- [Collected data entries]:
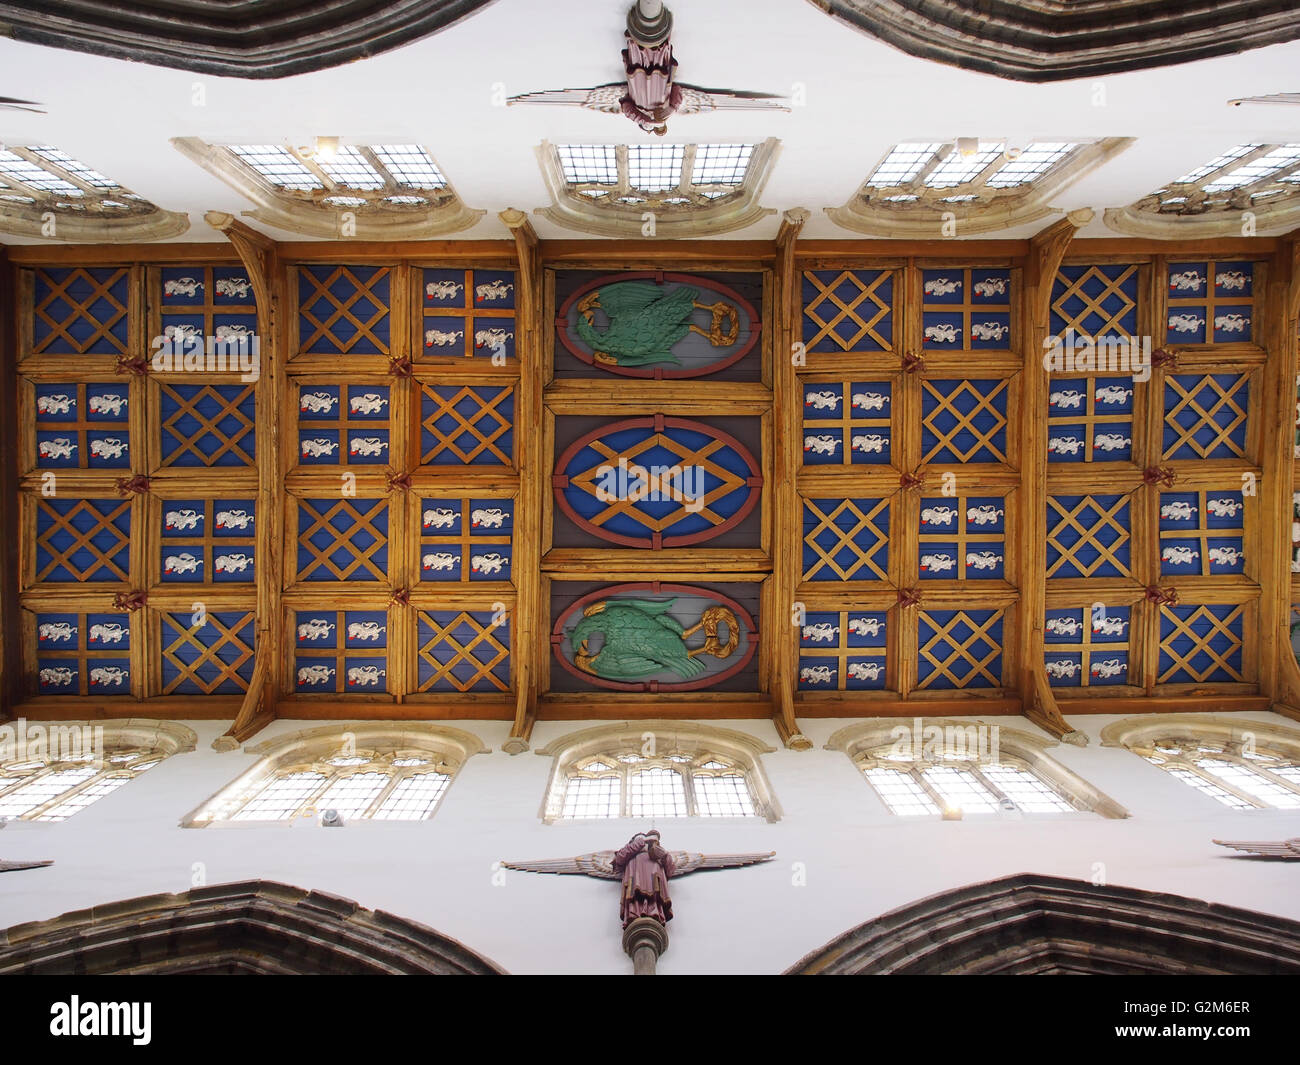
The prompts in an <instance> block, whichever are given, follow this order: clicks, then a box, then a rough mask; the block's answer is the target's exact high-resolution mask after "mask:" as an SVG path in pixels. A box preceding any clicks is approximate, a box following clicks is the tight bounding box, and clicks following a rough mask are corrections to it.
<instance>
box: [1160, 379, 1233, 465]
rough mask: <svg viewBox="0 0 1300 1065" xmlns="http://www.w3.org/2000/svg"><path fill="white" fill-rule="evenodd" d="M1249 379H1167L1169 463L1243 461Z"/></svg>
mask: <svg viewBox="0 0 1300 1065" xmlns="http://www.w3.org/2000/svg"><path fill="white" fill-rule="evenodd" d="M1249 399H1251V377H1249V375H1245V373H1242V375H1222V373H1218V375H1216V373H1206V375H1204V376H1187V375H1183V376H1178V375H1171V376H1169V377H1166V378H1165V449H1164V456H1165V458H1166V459H1218V458H1232V459H1244V458H1245V456H1247V455H1245V427H1247V417H1248V415H1249Z"/></svg>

- [Work required]: Reproduce all entries above exactly, minus the images.

- [Exercise response]:
The prompts in an <instance> block, whichever are given, follow this order: clicks, then a box, then a rough mask; the block's answer is the target's exact high-resolution mask after "mask:" as an SVG path in pixels. A box preceding any clicks is approximate, a box following clicks is the tight bounding box, and clicks following a rough mask are corrections to it.
<instance>
box: [1160, 379, 1233, 465]
rough mask: <svg viewBox="0 0 1300 1065" xmlns="http://www.w3.org/2000/svg"><path fill="white" fill-rule="evenodd" d="M1249 379H1167L1169 463L1243 461Z"/></svg>
mask: <svg viewBox="0 0 1300 1065" xmlns="http://www.w3.org/2000/svg"><path fill="white" fill-rule="evenodd" d="M1249 399H1251V377H1249V375H1245V373H1242V375H1222V373H1218V375H1216V373H1206V375H1204V376H1187V375H1183V376H1178V375H1171V376H1169V377H1166V378H1165V449H1164V456H1165V458H1166V459H1218V458H1232V459H1244V458H1245V456H1247V455H1245V427H1247V417H1248V415H1249Z"/></svg>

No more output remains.